**** Listed entries
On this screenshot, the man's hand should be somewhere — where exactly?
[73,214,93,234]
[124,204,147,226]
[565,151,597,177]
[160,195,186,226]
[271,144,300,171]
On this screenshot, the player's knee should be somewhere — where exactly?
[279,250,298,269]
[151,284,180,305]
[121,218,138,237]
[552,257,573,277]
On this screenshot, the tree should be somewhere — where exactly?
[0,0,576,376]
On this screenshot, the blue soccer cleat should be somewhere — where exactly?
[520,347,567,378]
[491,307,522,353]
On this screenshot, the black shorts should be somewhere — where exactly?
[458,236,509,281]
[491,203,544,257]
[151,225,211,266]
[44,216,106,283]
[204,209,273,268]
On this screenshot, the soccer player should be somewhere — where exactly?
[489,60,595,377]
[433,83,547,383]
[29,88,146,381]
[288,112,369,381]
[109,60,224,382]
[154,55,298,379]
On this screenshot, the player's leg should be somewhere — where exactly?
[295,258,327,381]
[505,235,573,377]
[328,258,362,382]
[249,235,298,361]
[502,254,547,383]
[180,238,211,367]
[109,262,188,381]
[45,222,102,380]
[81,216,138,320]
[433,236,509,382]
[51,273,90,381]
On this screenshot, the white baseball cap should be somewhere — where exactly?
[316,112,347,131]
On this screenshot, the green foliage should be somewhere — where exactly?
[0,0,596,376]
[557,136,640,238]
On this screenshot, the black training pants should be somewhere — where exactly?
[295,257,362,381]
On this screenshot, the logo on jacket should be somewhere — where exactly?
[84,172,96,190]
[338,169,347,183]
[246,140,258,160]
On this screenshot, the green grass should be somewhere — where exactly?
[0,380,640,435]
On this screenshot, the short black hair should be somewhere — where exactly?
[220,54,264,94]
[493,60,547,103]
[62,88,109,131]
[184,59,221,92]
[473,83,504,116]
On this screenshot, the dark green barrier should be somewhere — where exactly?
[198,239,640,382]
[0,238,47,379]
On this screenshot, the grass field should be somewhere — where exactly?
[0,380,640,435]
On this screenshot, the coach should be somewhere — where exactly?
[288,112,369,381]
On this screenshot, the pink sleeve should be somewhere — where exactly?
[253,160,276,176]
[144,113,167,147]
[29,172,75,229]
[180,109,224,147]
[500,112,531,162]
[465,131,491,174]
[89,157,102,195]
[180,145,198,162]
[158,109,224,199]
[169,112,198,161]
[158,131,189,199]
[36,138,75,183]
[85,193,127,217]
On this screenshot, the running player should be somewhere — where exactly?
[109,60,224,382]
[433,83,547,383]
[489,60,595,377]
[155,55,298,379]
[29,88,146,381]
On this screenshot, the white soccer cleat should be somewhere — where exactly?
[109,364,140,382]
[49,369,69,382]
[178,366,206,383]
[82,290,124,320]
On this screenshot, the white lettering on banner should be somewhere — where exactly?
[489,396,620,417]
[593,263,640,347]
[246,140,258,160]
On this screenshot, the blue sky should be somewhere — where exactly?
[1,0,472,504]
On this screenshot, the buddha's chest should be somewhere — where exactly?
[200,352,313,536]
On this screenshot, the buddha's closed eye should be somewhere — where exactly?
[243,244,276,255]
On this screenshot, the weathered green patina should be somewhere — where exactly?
********
## Given instruction
Repeat every row above verbatim, from the first to the last.

## Output of the exercise
On this screenshot, the man's hand should be somewhere — where exactly?
[73,214,93,234]
[124,204,147,226]
[565,151,597,177]
[160,195,186,226]
[271,144,300,171]
On this screenshot, the player's knee should be somewhere — where exactly?
[279,250,298,269]
[151,284,180,305]
[121,218,138,237]
[552,257,573,277]
On this screenshot, the tree should be somewhere — where exactly?
[0,0,576,376]
On this screenshot, the blue soccer cleat should be somewhere — where exactly?
[520,347,567,378]
[491,307,522,353]
On this screenshot, the black shorts should be somewhere — where exactly?
[458,236,509,281]
[491,203,544,257]
[151,225,211,266]
[44,216,106,283]
[204,209,273,268]
On this screenshot, the soccer player should be somewhere — where exactly?
[489,60,595,377]
[433,83,547,383]
[29,88,146,381]
[288,112,369,381]
[109,60,224,382]
[154,55,298,379]
On this screenshot, the player's leg should be somewhere — where exactly?
[295,258,327,381]
[505,235,573,377]
[328,258,362,382]
[249,235,298,361]
[502,254,547,383]
[180,238,211,367]
[109,262,188,381]
[45,222,102,380]
[81,216,138,320]
[433,236,509,382]
[51,273,90,381]
On this screenshot, the white baseball cap should be somewhere — where exactly?
[316,112,347,131]
On this screenshot, the green foliage should be somewhere — where exactly?
[0,0,596,376]
[557,136,640,238]
On this screenshot, the black training pants should be somewhere — where exactly?
[295,257,362,381]
On this screenshot, the logo on jacket should be somewhere — where exactly?
[84,172,96,190]
[338,169,347,183]
[246,140,258,160]
On this screenshot, the green grass should be somewhere — where exactly?
[0,380,640,435]
On this screenshot, the short black hair should be somewhere — where exactly?
[220,54,264,94]
[493,60,547,103]
[62,88,109,131]
[184,59,221,92]
[473,83,504,116]
On this screenshot, the dark green barrier should be somewhere — where exactly?
[198,239,640,382]
[0,238,47,379]
On this screenshot, the grass field should be somewhere — where exactly?
[0,380,640,435]
On this screenshot, the coach should be somewhere — where exactly?
[288,112,369,381]
On this screenshot, the pink sleeve should be somewhere — where exactly?
[253,160,276,176]
[144,113,167,147]
[29,172,75,229]
[180,109,224,147]
[500,112,531,162]
[465,131,491,174]
[89,157,102,195]
[180,145,198,162]
[158,109,224,199]
[169,112,198,161]
[158,131,189,199]
[36,138,75,183]
[85,193,127,217]
On this screenshot, the running player should be somewhere — where exactly?
[109,60,224,382]
[433,83,547,383]
[489,60,595,377]
[155,55,298,379]
[29,88,146,381]
On this screenshot, the white soccer cleat should be somewhere — where exactly?
[109,364,140,382]
[49,369,69,382]
[178,366,206,383]
[82,290,124,320]
On this screenshot, the white lettering on banner should be somewhere — where exactly?
[489,396,620,417]
[593,263,640,347]
[246,140,258,160]
On this screenshot, the blue sky should be somewhere — where exactly?
[1,0,472,504]
On this screenshot, the buddha's chest should be somewhere — where exactly?
[200,352,313,536]
On this screenshot, the buddha's closed eye should be somewhere — where exactly?
[243,244,276,255]
On this screenshot, the weathered green patina should be somewhere — where exactly?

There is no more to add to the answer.